* _What you will do_
In the book review, what name did one user on the admission ward use for a psychiatric nurse?

* _Excerpted passage_

She interviewed over eighty service users, but the recorded quotes and reported comments do not reflect the richness and diversity I expected from a sample of this size. After an introductory chapter setting out her aims, she presents an extensive review of the literature on the attitude to people with mental illness of the public, professionals and the users themselves, the latter being scanty and justifying her research. All the usual suspects have been rounded up, and readers familiar with this field could skip this section. The next few chapters on sociological constructs and the author's method failed to grip my interest, and I was relieved when I finally arrived at the meat of the book, where the voices of users speak out. The users' recourse to humour in their characterisation of the professionals involved in their care is both surprising and amusing. The structure of the ward round or user review allows no opportunity to demonstrate their fund of irony and satire, and few professionals become aware of this counterculture. One user on the admission ward referred to a psychiatric nurse as Nurse Ratched (from One Flew Over the Cuckoo's Nest). When Foster asked him which nurse he was referring to, he replied that it could have been any of the three on duty.

[Recorded data]

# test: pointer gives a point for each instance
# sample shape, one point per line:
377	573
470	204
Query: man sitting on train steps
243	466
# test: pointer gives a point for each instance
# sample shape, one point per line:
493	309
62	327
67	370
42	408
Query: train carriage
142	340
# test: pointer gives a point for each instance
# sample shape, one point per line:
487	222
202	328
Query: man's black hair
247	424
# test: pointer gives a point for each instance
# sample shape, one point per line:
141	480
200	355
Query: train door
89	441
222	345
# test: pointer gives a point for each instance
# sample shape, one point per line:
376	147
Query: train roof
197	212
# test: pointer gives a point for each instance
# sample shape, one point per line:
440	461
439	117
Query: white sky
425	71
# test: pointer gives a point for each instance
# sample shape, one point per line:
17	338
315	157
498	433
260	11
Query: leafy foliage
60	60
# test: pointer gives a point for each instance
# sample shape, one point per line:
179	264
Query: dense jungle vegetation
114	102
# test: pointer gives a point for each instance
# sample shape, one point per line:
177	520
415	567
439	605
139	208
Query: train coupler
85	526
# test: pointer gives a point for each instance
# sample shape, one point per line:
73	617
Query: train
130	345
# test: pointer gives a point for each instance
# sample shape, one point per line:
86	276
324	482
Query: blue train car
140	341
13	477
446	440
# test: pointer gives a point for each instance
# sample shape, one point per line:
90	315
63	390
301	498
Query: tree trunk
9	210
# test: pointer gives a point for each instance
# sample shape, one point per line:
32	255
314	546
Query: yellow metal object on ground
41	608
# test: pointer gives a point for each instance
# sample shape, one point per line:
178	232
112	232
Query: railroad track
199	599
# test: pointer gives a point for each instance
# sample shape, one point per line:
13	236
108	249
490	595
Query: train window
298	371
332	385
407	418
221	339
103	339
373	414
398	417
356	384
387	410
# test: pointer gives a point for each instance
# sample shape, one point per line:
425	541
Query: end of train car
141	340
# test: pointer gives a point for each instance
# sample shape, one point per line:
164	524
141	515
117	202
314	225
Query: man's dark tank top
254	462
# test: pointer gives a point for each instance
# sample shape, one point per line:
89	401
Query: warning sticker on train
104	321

==

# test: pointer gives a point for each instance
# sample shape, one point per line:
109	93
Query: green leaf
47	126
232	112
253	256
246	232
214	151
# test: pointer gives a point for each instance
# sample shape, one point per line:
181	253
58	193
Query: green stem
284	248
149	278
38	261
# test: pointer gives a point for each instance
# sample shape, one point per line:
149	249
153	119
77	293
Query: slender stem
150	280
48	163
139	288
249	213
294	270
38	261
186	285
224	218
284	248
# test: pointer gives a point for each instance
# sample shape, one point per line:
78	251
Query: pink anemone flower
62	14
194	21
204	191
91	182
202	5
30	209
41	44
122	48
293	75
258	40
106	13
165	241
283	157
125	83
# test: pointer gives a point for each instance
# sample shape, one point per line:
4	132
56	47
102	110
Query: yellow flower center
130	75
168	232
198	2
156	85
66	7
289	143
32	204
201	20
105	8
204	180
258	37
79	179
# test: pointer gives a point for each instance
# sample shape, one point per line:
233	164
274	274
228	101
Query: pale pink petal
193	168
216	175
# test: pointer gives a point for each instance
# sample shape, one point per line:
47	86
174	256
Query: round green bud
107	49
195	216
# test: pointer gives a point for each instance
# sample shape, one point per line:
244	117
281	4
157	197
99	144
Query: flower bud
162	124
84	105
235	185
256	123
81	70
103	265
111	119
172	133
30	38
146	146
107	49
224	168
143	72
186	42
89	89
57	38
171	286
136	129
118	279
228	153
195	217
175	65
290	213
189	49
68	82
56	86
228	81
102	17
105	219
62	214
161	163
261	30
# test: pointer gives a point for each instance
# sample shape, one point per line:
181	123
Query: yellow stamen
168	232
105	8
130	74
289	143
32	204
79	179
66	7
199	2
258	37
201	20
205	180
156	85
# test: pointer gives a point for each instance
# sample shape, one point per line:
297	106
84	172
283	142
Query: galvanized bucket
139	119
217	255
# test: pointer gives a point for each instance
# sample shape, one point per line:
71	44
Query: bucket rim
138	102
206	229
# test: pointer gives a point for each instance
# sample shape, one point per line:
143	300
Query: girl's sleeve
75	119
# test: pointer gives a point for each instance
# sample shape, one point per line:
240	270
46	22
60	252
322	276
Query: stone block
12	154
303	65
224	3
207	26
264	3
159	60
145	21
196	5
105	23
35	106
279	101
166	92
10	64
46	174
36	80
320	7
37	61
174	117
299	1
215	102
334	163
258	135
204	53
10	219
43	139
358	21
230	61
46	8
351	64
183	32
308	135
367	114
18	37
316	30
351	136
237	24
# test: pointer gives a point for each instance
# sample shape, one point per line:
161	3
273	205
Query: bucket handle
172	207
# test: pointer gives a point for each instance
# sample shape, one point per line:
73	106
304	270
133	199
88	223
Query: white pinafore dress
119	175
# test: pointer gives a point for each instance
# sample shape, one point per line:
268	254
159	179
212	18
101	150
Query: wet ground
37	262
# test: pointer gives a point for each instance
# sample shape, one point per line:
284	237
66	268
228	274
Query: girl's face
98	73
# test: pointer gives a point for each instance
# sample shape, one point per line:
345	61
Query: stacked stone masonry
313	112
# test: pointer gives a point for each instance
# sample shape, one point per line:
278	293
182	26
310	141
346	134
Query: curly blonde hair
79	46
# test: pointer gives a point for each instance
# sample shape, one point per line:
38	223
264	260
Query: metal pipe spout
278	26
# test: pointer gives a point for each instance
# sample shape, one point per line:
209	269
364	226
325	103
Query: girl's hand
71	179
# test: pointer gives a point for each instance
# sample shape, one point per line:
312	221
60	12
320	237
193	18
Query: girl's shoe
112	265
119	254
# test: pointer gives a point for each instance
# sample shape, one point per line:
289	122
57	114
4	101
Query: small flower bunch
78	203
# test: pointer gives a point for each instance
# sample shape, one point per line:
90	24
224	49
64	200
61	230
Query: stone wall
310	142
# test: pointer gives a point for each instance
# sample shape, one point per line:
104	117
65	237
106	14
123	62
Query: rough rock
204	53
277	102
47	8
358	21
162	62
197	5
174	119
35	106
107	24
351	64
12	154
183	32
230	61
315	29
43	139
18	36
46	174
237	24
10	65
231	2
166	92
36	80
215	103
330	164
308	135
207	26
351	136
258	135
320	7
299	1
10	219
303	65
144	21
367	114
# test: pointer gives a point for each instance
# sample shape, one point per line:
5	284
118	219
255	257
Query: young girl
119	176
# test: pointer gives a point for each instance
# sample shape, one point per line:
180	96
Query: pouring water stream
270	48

--

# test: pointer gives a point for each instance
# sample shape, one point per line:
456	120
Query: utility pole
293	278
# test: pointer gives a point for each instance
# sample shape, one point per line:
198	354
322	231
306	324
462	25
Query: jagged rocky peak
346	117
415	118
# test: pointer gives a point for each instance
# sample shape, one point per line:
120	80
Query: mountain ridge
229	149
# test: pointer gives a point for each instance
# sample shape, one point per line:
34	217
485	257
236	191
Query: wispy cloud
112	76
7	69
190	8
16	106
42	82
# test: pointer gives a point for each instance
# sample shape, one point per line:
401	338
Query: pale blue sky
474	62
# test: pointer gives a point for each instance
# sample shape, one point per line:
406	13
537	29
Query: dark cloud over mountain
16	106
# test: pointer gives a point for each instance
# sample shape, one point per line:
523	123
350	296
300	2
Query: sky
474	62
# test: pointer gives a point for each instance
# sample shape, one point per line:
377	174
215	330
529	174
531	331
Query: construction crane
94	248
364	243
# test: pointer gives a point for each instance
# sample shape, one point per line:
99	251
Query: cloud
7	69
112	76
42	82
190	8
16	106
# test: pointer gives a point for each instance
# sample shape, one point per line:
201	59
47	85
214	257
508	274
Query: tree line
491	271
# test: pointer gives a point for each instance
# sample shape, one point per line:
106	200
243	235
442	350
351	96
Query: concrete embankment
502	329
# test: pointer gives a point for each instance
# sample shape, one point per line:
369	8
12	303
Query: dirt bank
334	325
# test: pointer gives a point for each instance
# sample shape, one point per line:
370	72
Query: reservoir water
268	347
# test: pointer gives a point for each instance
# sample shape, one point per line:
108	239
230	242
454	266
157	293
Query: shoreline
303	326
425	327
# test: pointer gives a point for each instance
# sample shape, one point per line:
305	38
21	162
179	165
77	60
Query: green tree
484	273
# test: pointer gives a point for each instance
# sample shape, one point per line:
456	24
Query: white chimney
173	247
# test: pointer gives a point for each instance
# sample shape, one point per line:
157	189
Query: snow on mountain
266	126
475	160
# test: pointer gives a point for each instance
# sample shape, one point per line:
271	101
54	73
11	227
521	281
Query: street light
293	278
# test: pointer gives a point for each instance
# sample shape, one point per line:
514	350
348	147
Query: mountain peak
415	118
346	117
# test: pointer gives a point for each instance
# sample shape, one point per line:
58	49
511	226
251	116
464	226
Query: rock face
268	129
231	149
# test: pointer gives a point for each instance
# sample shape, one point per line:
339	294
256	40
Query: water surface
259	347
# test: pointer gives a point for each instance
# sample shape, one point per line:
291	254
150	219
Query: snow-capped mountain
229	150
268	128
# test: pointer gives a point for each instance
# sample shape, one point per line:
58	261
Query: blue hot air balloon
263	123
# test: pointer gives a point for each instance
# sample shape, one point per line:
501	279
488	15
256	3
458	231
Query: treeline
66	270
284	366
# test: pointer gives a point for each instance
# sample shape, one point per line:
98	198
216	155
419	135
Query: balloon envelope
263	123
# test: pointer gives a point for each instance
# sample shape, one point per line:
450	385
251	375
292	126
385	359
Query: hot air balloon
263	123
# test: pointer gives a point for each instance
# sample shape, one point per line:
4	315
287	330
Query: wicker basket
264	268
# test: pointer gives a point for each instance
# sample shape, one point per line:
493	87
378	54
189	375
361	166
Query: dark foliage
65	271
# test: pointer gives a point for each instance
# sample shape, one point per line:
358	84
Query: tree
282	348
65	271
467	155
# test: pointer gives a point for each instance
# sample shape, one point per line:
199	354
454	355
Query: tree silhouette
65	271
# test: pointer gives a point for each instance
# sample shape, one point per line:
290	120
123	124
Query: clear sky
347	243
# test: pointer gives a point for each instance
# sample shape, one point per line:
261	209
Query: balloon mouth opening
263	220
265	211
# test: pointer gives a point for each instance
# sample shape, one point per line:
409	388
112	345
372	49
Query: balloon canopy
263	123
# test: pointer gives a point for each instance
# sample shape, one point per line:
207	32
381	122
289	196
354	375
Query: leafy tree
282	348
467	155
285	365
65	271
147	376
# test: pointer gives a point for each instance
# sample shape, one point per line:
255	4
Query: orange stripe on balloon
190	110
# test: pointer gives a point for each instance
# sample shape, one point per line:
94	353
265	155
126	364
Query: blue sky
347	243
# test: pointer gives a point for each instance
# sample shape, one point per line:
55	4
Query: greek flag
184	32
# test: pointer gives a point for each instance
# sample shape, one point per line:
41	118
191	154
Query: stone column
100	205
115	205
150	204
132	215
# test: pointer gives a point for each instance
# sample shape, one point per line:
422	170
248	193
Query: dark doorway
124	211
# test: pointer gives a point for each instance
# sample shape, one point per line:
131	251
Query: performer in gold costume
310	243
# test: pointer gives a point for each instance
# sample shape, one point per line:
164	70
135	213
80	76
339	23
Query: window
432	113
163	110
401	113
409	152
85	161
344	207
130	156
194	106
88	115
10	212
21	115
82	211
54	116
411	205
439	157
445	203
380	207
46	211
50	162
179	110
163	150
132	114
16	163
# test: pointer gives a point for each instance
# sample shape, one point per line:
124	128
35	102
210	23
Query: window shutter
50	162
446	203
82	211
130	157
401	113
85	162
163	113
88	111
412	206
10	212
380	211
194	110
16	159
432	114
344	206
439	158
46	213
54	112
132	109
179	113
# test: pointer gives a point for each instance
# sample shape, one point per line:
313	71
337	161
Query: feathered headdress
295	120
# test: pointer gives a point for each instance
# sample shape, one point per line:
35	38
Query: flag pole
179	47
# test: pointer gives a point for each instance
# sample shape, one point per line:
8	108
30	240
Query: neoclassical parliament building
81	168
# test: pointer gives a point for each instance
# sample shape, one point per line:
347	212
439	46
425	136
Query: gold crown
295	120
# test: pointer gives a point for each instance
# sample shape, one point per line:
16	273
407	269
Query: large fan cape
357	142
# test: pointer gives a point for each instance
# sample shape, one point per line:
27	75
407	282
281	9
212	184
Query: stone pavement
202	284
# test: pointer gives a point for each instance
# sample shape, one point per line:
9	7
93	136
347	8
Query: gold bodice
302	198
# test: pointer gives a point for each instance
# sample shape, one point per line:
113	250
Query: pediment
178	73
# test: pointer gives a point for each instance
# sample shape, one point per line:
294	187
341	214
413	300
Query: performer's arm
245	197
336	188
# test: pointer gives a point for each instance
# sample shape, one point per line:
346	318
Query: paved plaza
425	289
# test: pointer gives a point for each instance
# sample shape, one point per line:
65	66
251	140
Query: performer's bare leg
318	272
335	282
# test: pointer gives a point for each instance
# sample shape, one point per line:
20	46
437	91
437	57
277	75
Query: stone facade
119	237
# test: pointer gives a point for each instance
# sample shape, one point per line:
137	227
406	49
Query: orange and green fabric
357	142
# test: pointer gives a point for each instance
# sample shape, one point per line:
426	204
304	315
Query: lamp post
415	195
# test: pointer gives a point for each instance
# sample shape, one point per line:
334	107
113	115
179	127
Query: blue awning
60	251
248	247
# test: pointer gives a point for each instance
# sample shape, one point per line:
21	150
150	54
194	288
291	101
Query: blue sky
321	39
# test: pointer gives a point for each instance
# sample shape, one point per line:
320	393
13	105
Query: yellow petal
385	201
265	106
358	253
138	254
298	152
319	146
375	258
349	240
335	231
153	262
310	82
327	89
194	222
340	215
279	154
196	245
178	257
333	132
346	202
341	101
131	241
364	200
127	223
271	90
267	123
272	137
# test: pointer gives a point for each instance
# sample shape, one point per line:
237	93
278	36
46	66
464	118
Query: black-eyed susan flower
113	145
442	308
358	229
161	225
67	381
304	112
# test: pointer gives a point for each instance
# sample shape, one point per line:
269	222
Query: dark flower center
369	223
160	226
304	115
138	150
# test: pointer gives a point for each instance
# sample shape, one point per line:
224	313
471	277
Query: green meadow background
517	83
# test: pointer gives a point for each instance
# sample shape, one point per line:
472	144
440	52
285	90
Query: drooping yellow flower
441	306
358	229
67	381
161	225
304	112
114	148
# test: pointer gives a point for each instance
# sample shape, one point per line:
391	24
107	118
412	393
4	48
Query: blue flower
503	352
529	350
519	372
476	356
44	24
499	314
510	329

* _Result of this task_
Nurse Ratched, from One Flew Over the Cuckoo's Nest.